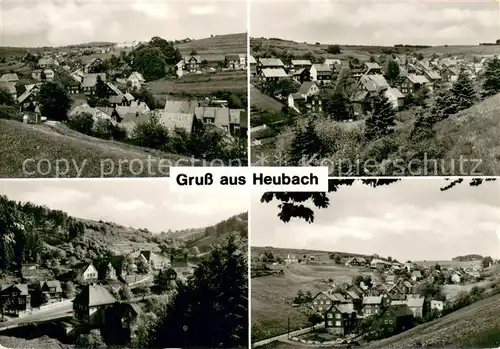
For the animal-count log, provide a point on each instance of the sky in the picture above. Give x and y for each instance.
(407, 220)
(133, 203)
(375, 22)
(34, 23)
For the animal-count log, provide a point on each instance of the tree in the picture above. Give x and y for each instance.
(392, 70)
(486, 262)
(92, 340)
(338, 106)
(83, 123)
(125, 293)
(333, 49)
(54, 101)
(142, 266)
(6, 98)
(305, 145)
(101, 89)
(69, 290)
(218, 289)
(151, 63)
(463, 91)
(291, 204)
(491, 84)
(382, 119)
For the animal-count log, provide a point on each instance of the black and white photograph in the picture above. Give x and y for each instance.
(376, 88)
(377, 264)
(121, 264)
(121, 88)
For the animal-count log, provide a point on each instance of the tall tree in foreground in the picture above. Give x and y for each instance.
(382, 120)
(464, 94)
(54, 101)
(292, 203)
(211, 309)
(491, 84)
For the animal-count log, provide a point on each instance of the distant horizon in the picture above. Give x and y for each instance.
(106, 43)
(364, 254)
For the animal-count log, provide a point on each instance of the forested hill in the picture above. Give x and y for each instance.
(33, 233)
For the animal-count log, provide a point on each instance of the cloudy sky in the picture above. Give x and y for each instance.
(375, 22)
(411, 219)
(64, 22)
(136, 203)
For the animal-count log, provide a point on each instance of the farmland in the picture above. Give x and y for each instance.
(216, 47)
(201, 83)
(476, 325)
(20, 141)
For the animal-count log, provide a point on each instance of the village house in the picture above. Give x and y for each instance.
(372, 68)
(413, 83)
(269, 63)
(9, 77)
(136, 80)
(395, 97)
(89, 273)
(15, 299)
(416, 275)
(372, 305)
(300, 64)
(397, 318)
(321, 73)
(273, 74)
(90, 81)
(416, 305)
(341, 319)
(253, 66)
(37, 74)
(90, 305)
(301, 75)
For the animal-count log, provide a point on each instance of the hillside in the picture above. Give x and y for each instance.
(473, 133)
(20, 141)
(217, 46)
(476, 325)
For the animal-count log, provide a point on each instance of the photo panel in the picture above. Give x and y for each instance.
(377, 264)
(122, 263)
(370, 88)
(121, 88)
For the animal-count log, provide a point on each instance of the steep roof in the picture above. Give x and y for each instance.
(95, 295)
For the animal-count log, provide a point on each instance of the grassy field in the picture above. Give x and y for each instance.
(262, 101)
(215, 48)
(475, 326)
(202, 83)
(19, 142)
(272, 296)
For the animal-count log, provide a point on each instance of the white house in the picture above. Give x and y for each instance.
(90, 273)
(395, 97)
(136, 80)
(437, 305)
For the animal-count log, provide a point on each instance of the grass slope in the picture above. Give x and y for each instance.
(216, 47)
(473, 134)
(19, 142)
(476, 326)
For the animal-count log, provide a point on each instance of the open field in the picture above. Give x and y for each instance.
(19, 142)
(262, 101)
(202, 83)
(477, 326)
(216, 47)
(364, 52)
(272, 296)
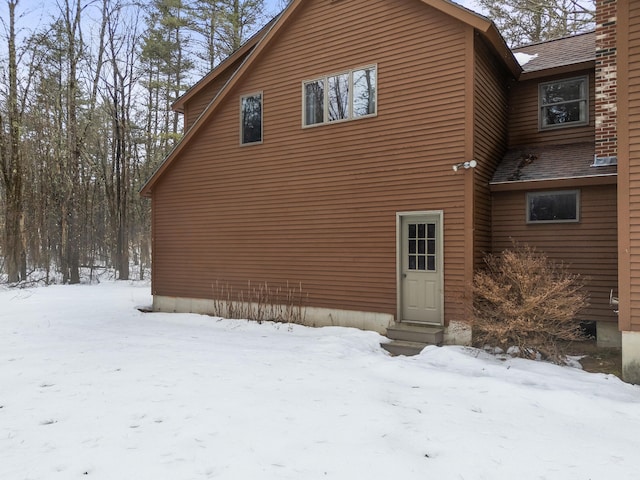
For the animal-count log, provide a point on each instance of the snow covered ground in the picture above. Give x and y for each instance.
(92, 388)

------------------------

■ Action item ■
Return nothing except the lines from the line with "of the open" through the last line of the records above, copied exactly and without pictures.

■ Task response ■
For the animal-count log, provide a point on each instance of the open field in the picture above. Give x and y for each instance.
(19, 142)
(262, 101)
(202, 83)
(477, 326)
(216, 47)
(364, 52)
(272, 296)
For the animal-count log, provide a point on each instance of the snow covered ground in the picture above. Give x and y for each instance.
(92, 388)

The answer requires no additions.